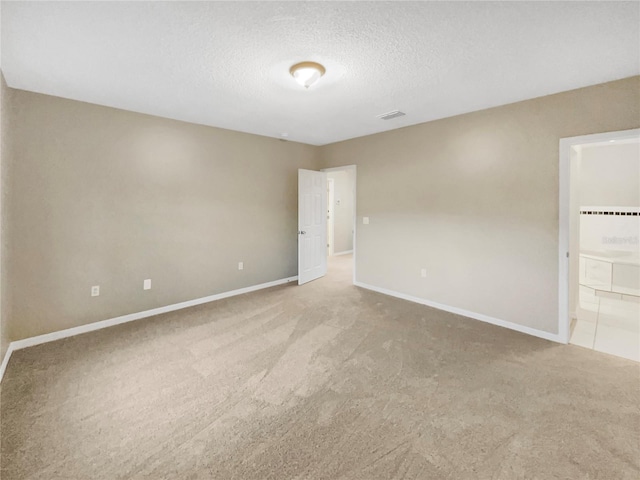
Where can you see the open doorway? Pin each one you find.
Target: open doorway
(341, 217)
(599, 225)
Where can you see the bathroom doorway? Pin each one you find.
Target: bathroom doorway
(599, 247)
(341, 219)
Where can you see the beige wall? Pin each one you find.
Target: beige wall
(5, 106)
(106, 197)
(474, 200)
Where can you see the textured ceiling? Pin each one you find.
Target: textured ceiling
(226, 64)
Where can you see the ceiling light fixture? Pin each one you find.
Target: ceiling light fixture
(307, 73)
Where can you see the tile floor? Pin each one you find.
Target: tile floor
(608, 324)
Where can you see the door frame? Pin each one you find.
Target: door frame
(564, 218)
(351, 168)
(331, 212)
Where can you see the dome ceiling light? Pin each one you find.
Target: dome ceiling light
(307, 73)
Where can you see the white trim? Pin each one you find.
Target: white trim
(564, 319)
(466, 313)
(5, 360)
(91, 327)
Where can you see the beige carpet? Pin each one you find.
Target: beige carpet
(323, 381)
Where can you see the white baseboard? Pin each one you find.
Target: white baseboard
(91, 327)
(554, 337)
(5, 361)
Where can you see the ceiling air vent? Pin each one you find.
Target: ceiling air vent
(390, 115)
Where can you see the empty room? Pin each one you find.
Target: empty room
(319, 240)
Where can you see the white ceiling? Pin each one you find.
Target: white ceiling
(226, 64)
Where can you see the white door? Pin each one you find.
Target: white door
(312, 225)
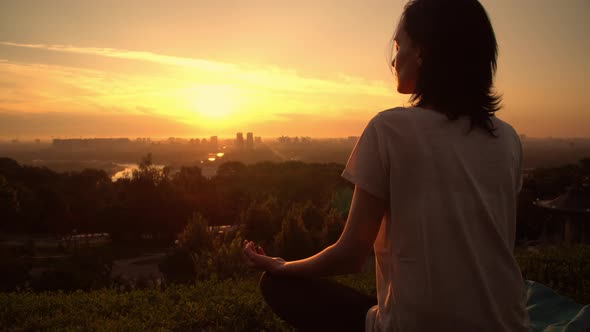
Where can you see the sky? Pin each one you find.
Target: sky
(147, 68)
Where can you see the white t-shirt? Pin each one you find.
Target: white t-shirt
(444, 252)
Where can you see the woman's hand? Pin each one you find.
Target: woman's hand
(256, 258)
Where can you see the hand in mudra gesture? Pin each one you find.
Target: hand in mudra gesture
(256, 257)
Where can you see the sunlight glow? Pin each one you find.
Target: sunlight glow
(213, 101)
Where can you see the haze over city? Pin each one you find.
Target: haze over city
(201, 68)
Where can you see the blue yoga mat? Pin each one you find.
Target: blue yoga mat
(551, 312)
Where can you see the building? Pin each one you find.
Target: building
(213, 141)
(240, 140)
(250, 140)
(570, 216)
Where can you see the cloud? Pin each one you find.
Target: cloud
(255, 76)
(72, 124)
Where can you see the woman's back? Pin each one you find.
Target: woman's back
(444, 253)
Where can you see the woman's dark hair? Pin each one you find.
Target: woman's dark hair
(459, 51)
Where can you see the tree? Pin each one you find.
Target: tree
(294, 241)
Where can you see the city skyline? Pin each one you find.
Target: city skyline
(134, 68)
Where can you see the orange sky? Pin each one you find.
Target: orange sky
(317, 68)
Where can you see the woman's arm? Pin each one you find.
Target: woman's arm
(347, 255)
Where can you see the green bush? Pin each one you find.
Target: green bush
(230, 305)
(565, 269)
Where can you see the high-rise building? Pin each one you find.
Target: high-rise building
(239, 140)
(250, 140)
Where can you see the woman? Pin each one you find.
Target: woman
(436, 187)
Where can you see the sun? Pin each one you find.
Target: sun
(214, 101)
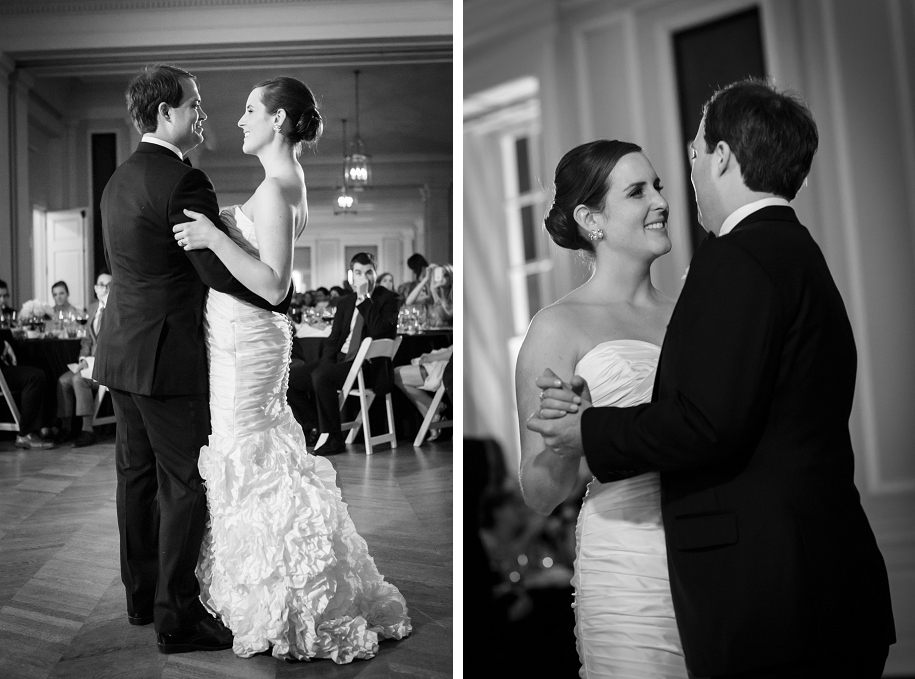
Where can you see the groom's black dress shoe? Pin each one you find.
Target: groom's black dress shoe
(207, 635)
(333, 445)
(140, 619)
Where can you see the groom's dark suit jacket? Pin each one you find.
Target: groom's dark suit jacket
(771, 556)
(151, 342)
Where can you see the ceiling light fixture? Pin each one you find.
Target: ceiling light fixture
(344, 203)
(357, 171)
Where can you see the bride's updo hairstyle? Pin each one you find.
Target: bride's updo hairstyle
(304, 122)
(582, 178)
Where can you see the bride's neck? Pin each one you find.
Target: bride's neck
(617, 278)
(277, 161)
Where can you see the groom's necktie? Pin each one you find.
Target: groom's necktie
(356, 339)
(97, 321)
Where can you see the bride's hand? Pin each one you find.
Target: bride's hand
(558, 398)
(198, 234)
◆ ◆ ◆ ◆ ◆ ◆ ◆
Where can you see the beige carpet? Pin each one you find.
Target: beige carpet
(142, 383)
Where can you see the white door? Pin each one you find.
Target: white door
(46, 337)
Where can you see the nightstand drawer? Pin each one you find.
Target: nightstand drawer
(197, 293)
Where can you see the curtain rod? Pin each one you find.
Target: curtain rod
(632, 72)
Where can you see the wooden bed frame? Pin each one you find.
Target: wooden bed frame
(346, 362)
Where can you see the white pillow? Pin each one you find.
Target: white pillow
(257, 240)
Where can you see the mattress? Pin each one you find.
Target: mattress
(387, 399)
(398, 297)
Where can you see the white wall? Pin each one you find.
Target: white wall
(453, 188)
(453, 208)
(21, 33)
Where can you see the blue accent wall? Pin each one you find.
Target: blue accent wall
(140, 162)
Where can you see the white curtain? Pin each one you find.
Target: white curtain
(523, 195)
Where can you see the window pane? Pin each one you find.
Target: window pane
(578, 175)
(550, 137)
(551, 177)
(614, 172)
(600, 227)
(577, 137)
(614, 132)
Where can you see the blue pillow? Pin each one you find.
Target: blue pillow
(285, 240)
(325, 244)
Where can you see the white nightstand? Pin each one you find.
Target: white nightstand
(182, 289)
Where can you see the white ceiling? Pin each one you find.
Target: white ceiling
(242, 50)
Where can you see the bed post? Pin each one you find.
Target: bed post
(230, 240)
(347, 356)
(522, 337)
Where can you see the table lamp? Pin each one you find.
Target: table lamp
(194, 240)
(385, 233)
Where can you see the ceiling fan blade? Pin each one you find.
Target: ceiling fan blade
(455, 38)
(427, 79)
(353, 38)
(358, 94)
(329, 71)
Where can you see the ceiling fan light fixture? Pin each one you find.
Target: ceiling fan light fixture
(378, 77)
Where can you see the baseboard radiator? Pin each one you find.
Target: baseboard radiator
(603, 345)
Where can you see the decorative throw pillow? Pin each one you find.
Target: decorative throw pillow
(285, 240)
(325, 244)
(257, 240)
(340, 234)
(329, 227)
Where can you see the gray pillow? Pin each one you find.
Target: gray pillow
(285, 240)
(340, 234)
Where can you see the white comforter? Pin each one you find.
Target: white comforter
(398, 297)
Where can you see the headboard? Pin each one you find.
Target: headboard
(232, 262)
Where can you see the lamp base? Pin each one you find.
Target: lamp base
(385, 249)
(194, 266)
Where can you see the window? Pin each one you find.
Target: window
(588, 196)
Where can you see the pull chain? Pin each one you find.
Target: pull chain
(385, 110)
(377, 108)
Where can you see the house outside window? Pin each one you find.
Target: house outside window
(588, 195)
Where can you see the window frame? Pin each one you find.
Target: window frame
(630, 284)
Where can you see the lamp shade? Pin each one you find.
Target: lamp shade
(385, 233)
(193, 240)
◆ ◆ ◆ ◆ ◆ ◆ ◆
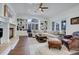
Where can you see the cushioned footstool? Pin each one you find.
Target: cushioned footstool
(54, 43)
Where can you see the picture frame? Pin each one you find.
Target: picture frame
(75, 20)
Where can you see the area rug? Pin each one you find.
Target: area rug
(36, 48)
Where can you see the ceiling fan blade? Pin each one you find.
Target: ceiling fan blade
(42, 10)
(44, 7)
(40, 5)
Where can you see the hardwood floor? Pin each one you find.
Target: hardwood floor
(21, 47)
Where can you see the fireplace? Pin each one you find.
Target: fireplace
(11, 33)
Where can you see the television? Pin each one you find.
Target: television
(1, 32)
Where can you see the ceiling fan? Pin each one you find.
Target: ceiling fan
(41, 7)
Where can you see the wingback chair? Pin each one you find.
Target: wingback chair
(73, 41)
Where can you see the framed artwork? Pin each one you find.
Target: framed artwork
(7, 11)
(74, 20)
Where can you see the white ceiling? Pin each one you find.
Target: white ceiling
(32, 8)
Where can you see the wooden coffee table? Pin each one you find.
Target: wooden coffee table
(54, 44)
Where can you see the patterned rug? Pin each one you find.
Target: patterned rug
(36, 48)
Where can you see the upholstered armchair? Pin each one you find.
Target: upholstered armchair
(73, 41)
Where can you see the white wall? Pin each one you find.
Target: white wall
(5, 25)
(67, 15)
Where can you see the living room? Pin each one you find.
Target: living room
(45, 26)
◆ ◆ ◆ ◆ ◆ ◆ ◆
EXERCISE INSTRUCTIONS>
What you give back should be only the lines of the records above, starting at the line with "Target: table lamp" and ending at the line with "Where can you see the decorative", restated word for word.

RESULT>
Target: table lamp
(194, 240)
(385, 233)
Where can you see the ceiling fan blade? Pin each one you find.
Target: ceiling fan blade
(455, 38)
(427, 79)
(353, 38)
(358, 94)
(329, 71)
Where can you see the ceiling fan light fixture? Pin each one you find.
Target: ceiling fan light fixture
(378, 77)
Where can you see the baseboard radiator? Pin each one you find.
Target: baseboard radiator
(603, 345)
Where can you see the decorative throw pillow? Pin each one you find.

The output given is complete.